▶
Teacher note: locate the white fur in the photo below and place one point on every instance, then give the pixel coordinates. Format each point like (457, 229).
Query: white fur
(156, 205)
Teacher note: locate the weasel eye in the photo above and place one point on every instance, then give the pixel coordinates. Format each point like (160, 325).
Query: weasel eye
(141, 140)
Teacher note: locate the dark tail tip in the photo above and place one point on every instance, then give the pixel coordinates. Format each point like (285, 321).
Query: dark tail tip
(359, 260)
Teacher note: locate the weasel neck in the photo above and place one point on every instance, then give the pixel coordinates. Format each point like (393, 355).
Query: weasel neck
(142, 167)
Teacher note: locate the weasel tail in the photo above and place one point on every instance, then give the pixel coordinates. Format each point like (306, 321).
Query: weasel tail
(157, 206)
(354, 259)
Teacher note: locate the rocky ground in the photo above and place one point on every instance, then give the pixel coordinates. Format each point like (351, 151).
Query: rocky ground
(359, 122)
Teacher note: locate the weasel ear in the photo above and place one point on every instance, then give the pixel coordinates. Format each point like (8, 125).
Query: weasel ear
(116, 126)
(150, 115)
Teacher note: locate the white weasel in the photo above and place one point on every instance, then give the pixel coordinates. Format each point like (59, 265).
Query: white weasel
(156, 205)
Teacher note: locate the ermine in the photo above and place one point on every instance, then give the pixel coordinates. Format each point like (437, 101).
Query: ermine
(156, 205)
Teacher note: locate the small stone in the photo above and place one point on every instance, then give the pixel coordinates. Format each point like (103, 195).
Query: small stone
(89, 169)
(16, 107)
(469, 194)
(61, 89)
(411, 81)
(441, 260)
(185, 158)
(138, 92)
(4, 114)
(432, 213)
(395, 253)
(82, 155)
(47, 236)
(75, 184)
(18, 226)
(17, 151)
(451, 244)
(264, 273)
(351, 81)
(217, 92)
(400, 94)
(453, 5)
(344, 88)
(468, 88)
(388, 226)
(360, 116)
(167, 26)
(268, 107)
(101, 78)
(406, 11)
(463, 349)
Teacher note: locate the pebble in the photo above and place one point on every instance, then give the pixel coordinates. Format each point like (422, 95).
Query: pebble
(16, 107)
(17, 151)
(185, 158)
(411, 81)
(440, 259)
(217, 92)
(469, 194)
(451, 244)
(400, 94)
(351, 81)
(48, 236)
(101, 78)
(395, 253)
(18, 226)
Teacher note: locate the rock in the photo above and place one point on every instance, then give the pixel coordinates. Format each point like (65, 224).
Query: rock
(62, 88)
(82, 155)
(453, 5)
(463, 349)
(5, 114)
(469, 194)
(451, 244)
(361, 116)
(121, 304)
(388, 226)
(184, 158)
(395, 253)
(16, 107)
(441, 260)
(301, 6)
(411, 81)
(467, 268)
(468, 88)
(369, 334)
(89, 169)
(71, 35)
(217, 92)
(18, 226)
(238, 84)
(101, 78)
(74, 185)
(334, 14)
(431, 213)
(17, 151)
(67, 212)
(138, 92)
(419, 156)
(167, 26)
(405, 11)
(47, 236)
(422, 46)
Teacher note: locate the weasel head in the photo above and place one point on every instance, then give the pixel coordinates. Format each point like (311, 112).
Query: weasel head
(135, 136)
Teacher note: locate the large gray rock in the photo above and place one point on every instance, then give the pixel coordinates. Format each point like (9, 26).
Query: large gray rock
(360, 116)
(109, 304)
◀
▶
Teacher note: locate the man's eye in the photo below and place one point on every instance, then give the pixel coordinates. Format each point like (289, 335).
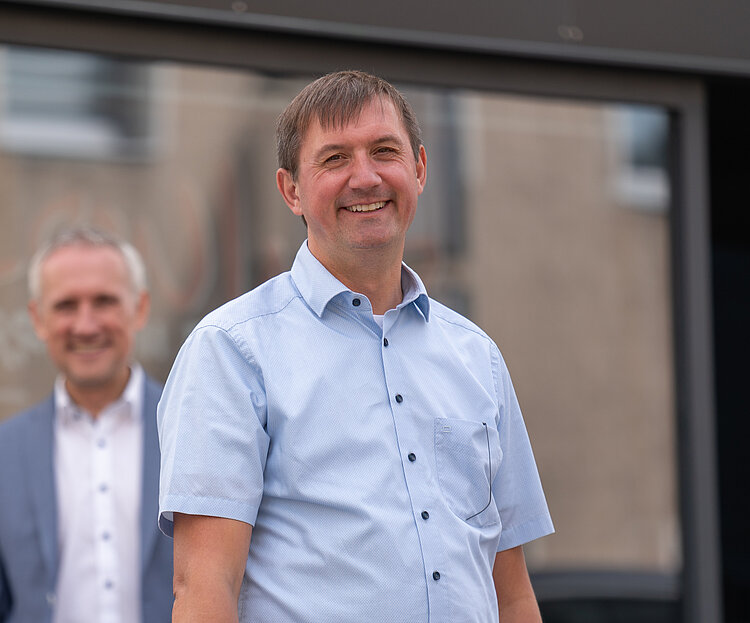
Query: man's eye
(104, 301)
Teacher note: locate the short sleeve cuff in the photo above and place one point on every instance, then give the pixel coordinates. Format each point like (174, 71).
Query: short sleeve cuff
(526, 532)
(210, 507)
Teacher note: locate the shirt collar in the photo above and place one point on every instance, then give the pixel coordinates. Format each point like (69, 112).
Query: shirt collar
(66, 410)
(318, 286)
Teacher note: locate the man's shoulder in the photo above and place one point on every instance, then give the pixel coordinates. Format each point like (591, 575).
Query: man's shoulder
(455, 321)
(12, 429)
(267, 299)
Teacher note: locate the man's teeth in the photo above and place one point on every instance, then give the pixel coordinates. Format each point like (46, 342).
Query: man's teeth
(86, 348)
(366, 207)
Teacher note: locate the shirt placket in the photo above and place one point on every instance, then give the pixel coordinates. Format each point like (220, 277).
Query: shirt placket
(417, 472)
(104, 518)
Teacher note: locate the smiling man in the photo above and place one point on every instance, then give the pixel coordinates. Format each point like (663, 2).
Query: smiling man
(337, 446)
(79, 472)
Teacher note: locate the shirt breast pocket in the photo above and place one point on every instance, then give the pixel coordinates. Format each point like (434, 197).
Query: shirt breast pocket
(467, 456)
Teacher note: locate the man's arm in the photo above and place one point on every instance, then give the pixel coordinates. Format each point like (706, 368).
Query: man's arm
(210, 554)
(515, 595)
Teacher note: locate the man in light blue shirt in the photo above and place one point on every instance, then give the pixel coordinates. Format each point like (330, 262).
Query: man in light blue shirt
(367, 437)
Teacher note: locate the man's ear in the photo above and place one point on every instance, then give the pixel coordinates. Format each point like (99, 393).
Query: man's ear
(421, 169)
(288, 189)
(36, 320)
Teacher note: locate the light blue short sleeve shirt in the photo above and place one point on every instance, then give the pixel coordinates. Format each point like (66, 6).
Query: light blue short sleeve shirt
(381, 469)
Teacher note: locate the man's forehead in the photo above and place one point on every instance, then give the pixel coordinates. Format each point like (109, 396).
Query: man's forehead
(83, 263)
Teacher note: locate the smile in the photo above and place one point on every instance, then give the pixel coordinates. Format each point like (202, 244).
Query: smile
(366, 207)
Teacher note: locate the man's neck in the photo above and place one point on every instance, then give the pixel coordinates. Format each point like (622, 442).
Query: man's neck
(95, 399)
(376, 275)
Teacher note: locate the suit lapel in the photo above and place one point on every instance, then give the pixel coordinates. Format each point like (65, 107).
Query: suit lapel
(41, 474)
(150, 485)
◀
→ WHAT TO DO
Please gather every line in the rows above that contains the string "collar", and copy each of those lines in full.

→ RESULT OF THE EXERCISE
Teacher note: locate the shirt collar in the photo above and place one point on every instance, then give the pixel coordinates. Format each point like (69, 112).
Query: shirt collar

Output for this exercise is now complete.